:: Selected text ::
I presume that when you say:
> If i do onunload without split it´s ok
you mean the command starts without a nutty error but still fails when the output file reaches 2GB. Otherwise, why would you be posting.
What I see is that you are misunderstanding the pipe "|" usage in the shell. So let's clarify what's happening with your command:
> onunload -t archivo.out -b 32 -s 1000000 dbname | split -b 100k
This splits the STDOUT of the onunload process. There is no reason to believe it's going to split the file [that you specified with -t]. SO let's take that split out of the command line; onunload does not produce much stdout output unless it gets a gadzillion errors. (Actually, thouse would probably go to stderr so the split is utterly meaningless here.)
Now, let's address the reason you want to split: Repeating my guess from above, I'd say you are getting an error when the file reaches a certain size, like 2GB. Two possible causes; both may be true.
1. Your target file system has not been configured for "large files". As your Unix admin to fix this silliness.

:: Data excerpts ::

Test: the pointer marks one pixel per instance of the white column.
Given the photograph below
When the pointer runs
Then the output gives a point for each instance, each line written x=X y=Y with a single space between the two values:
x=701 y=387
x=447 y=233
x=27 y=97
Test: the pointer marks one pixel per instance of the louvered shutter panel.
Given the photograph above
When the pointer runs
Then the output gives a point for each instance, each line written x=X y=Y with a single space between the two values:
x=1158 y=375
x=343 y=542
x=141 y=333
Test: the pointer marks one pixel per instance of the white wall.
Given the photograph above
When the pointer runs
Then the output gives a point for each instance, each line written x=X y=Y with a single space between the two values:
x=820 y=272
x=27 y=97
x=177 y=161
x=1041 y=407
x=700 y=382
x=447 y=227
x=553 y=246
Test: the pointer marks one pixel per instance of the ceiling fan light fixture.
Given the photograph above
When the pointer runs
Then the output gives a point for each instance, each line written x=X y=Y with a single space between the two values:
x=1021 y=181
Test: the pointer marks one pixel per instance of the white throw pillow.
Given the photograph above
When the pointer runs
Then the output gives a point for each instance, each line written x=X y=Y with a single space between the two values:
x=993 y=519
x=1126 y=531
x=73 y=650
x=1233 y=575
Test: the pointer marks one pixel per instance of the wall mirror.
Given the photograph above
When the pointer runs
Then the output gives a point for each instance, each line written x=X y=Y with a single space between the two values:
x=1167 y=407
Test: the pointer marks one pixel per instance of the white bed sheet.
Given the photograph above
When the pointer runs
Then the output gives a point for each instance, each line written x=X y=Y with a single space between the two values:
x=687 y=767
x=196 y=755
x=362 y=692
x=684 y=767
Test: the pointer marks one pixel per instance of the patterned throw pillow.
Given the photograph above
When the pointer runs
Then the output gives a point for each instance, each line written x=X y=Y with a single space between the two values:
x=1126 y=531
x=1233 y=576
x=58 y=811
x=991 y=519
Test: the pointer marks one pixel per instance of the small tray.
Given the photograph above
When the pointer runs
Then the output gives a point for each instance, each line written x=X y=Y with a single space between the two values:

:: Tasks and exercises ::
1. In the reply about onunload, what does the split command in the pipeline actually split?
2. From the listing, output as a JSON list of strings each line from the line with "white bed sheet." to the line with "x=196 y=755", one string per line, leaving out blank lines.
The listing has no connection to the reply about onunload.

:: Exercise solutions ::
1. It splits the STDOUT of the onunload process.

2.
[
  "Test: the pointer marks one pixel per instance of the white bed sheet.",
  "Given the photograph above",
  "When the pointer runs",
  "Then the output gives a point for each instance, each line written x=X y=Y with a single space between the two values:",
  "x=687 y=767",
  "x=196 y=755"
]